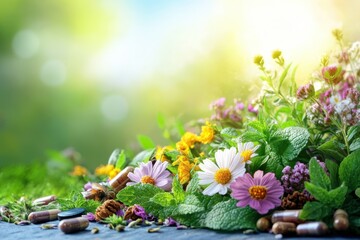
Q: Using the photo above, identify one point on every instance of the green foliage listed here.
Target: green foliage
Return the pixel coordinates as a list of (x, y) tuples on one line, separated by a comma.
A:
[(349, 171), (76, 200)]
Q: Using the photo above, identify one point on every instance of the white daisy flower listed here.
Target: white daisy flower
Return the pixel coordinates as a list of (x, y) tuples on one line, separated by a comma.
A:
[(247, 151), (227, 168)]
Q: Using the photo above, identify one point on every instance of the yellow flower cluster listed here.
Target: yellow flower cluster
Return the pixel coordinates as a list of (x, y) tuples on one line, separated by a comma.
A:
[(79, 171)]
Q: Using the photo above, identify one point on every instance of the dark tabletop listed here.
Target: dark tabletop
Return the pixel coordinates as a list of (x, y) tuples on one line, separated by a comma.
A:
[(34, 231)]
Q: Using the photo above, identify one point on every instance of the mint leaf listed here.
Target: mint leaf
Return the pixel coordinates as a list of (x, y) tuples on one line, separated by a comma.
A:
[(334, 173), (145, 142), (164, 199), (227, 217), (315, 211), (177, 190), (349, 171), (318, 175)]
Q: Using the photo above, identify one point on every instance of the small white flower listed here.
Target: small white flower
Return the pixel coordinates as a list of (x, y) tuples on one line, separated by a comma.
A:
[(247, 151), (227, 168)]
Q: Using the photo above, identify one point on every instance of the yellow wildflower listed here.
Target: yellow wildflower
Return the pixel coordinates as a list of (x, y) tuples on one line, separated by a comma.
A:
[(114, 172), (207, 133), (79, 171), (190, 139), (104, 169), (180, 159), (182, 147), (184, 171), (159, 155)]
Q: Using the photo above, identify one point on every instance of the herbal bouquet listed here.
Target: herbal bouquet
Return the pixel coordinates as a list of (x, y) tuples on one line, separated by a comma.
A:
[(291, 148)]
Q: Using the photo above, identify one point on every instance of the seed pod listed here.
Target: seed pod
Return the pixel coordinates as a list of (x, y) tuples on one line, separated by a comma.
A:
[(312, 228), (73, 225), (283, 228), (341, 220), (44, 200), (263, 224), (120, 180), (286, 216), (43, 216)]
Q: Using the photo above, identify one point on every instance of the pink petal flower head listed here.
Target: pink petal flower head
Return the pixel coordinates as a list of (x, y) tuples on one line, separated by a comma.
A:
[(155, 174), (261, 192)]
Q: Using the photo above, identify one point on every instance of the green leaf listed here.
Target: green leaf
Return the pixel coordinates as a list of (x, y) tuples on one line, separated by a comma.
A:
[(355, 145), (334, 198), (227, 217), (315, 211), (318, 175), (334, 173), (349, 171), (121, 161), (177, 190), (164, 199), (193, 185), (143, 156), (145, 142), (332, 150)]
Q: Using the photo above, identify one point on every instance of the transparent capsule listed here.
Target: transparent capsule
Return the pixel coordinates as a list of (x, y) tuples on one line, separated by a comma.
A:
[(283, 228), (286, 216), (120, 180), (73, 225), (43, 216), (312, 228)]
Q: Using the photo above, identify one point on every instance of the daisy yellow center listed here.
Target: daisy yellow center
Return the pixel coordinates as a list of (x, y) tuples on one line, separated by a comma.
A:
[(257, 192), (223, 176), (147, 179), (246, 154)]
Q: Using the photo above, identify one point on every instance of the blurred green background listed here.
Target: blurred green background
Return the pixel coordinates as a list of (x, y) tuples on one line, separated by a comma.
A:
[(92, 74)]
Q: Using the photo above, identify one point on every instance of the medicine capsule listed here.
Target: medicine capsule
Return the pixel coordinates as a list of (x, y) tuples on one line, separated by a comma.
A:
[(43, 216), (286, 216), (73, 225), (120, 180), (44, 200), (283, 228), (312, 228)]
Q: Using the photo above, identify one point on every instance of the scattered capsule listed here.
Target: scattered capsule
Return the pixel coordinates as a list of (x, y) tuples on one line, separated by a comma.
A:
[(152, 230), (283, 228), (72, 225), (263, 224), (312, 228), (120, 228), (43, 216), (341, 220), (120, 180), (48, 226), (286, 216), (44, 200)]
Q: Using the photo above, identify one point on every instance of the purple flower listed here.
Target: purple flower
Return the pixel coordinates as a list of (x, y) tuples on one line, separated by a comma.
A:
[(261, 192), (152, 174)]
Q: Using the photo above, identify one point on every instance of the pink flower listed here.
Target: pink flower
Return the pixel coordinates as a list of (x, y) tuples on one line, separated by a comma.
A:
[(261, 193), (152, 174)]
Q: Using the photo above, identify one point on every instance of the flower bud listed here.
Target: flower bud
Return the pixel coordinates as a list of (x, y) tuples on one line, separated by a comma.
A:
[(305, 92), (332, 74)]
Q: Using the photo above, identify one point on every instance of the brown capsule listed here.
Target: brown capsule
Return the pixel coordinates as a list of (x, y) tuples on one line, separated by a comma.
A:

○ ○ ○

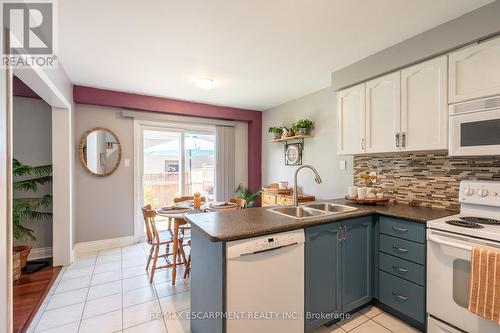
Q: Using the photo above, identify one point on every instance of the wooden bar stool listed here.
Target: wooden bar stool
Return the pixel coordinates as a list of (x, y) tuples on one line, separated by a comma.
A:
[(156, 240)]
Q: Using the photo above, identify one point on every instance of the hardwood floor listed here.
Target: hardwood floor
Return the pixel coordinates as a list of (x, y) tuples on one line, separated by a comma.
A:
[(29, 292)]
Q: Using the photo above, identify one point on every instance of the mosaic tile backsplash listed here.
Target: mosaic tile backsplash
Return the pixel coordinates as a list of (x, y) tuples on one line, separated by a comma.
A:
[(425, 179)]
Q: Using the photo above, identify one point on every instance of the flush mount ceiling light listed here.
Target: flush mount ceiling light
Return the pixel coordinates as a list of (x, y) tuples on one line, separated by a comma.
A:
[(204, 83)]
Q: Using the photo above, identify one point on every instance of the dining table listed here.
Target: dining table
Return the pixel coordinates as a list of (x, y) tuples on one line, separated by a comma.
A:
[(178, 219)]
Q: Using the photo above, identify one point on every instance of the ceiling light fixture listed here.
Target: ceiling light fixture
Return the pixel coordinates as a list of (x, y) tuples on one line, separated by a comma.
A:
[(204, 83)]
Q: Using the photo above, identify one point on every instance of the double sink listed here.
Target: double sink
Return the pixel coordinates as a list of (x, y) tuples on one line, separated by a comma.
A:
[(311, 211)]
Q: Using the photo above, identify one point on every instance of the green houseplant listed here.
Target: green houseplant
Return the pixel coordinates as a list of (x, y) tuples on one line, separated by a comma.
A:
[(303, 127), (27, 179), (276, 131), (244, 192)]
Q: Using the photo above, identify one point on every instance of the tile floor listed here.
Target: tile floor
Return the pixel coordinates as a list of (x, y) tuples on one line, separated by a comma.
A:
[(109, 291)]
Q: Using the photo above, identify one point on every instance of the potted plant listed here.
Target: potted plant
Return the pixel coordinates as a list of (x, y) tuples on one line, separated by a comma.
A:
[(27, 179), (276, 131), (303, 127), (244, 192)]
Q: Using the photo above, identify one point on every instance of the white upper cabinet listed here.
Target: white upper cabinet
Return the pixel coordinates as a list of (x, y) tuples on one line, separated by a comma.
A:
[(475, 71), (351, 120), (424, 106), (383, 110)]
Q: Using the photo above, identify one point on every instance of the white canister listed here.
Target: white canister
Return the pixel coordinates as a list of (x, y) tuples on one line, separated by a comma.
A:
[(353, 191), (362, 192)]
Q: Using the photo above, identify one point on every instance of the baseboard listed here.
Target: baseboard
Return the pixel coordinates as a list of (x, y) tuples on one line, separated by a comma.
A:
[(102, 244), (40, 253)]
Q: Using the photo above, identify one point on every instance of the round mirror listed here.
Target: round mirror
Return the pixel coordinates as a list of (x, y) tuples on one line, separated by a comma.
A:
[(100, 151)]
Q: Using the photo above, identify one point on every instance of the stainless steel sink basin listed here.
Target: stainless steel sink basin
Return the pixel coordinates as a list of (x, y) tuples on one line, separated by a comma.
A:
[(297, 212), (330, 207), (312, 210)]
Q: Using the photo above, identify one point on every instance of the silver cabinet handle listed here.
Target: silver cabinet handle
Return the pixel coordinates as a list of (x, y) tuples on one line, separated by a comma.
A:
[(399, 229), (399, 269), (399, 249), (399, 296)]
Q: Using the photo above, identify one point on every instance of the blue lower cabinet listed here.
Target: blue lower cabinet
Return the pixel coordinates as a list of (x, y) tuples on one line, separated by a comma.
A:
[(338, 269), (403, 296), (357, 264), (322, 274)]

○ ○ ○

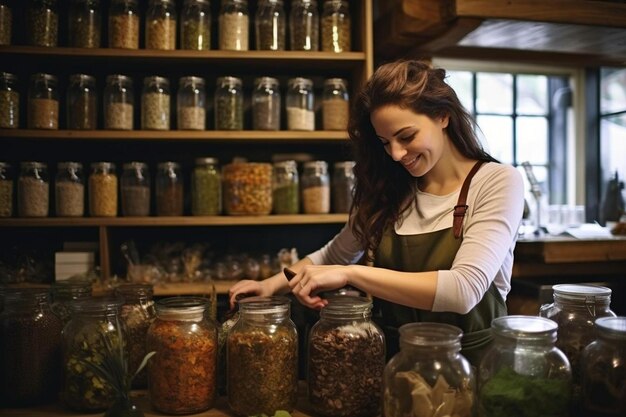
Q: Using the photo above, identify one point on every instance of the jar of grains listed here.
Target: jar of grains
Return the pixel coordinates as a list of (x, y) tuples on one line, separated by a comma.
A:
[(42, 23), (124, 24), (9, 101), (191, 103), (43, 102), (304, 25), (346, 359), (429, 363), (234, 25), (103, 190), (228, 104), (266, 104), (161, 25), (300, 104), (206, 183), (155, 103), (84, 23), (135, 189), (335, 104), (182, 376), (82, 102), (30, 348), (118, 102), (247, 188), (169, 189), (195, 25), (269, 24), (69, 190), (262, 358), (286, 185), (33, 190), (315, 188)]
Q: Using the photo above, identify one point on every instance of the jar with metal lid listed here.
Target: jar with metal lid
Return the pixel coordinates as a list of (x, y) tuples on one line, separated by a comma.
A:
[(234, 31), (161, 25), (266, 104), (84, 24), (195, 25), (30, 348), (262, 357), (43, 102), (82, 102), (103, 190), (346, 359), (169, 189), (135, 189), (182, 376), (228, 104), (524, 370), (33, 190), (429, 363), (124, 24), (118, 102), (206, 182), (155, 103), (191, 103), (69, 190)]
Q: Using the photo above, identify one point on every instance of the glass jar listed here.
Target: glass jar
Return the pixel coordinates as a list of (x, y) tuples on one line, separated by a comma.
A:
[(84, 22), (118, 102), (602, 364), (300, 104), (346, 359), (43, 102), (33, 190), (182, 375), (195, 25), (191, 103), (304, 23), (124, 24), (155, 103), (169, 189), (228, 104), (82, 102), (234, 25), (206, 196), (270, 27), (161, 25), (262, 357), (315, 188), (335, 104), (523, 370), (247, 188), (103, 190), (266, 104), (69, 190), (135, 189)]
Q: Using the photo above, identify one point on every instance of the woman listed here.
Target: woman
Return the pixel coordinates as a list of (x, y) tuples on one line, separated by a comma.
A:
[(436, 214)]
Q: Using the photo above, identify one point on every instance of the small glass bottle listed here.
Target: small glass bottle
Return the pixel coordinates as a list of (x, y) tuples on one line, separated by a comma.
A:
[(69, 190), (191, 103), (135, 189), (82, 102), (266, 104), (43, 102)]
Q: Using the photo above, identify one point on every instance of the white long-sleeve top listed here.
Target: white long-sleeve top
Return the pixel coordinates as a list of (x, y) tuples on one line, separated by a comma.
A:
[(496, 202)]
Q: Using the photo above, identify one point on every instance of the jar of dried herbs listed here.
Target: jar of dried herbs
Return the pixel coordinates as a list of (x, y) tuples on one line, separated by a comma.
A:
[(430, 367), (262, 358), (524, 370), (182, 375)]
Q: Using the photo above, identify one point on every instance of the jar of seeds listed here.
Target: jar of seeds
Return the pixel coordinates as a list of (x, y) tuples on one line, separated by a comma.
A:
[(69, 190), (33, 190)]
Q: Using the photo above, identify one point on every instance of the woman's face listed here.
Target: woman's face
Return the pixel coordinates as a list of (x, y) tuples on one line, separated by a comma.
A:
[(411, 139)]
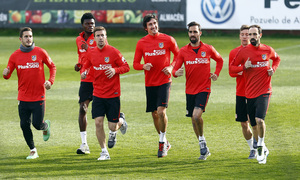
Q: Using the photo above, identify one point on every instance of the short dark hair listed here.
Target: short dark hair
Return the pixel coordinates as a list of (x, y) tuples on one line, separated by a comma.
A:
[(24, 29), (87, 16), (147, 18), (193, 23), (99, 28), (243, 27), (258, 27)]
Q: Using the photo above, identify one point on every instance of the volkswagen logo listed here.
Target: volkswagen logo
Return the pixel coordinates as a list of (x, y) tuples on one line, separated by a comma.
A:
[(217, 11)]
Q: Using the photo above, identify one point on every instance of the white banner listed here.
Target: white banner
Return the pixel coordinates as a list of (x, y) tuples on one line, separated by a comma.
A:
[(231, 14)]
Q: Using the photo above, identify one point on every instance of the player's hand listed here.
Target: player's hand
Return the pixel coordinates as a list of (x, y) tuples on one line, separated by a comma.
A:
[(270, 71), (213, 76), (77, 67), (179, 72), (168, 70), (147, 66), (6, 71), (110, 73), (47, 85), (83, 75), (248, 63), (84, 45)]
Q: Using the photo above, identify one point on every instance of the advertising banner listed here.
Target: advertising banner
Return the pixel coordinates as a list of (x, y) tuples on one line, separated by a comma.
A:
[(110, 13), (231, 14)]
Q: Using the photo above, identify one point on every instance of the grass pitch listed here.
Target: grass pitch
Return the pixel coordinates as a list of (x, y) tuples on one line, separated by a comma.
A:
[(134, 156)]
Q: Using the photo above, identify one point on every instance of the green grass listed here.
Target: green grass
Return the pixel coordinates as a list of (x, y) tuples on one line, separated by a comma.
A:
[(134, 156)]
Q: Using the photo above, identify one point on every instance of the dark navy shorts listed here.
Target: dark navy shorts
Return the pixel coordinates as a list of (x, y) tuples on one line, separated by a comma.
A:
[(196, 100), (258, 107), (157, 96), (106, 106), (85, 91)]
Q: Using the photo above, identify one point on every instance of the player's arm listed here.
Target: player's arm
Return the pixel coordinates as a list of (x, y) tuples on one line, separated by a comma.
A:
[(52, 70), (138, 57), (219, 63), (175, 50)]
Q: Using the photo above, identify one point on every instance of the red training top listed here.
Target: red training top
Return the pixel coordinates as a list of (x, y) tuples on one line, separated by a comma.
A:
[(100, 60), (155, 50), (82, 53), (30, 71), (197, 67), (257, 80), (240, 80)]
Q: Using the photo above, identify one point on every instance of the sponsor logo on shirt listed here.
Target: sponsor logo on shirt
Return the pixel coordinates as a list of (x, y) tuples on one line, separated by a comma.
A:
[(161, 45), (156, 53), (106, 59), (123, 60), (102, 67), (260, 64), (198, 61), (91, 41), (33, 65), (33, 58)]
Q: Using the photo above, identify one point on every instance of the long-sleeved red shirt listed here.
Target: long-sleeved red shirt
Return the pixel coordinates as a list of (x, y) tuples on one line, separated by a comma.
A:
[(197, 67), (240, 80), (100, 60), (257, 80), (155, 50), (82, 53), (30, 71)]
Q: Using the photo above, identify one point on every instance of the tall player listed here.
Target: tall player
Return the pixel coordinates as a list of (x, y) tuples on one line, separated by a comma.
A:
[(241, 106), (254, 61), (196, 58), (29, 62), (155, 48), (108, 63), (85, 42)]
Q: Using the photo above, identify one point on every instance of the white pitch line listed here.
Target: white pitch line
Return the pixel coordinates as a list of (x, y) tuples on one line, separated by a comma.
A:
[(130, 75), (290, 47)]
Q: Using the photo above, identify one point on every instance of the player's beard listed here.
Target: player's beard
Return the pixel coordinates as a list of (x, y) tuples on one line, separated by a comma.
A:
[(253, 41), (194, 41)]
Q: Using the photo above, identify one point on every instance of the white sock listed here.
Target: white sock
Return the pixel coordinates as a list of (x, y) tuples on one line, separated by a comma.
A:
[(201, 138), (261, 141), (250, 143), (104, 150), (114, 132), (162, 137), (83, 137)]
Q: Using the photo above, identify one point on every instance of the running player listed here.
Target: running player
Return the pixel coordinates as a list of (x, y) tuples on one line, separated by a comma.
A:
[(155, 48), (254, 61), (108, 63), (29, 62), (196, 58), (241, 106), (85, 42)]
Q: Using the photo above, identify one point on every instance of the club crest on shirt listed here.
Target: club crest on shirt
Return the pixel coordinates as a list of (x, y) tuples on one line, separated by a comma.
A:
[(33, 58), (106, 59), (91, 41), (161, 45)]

○ ○ ○

- [Task objective]: Rewrite the data from the line containing "shorts listed here." to the line containing "[(196, 100), (258, 107), (157, 96), (106, 106), (85, 91)]", including both of those lines, and offset each coordinate in the answer by adding 11 to every x and y value. Leave all other lines unchanged.

- [Complete output]:
Q: Using the photo above, identify one point on every instance of the dark navy shorts listed here.
Target: dark navy shorts
Return the pixel coordinates as a list of (x, y) tuples on one line, separated by a comma.
A:
[(207, 111), (269, 118), (168, 107), (117, 117), (96, 102)]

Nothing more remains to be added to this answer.